• **What needs to be done**
From the entries below, copy out each line that contains the word "photo".

# Start of Raw data

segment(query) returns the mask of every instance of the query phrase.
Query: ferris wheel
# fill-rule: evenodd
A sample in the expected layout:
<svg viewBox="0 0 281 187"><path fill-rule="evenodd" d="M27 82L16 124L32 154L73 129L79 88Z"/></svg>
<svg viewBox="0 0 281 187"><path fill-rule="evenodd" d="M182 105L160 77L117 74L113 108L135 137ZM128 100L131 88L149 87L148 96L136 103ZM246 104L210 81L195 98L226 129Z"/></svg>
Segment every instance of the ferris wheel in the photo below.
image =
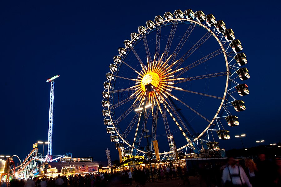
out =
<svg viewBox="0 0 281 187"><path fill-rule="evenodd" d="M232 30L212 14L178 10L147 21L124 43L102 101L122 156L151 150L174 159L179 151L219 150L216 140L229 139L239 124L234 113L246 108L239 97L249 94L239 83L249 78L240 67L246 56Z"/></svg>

# End of Raw data
# Start of Raw data

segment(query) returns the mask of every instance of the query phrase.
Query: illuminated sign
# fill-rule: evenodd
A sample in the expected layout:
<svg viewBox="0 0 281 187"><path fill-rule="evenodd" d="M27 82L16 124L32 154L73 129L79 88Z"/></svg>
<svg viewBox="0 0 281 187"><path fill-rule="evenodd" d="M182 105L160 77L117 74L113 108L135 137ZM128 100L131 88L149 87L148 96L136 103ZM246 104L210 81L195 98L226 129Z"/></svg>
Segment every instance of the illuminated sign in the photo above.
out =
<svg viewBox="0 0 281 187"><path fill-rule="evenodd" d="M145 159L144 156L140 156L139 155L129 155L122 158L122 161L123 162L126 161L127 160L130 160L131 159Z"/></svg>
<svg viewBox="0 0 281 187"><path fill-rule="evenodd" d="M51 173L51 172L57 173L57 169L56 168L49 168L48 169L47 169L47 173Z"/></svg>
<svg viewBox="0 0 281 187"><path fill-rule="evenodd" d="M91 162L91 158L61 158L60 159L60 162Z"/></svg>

# End of Raw data

• **Task solution**
Segment every instance of the ferris wheel in the photo below.
Segment every instance of the illuminated sign in the photo above.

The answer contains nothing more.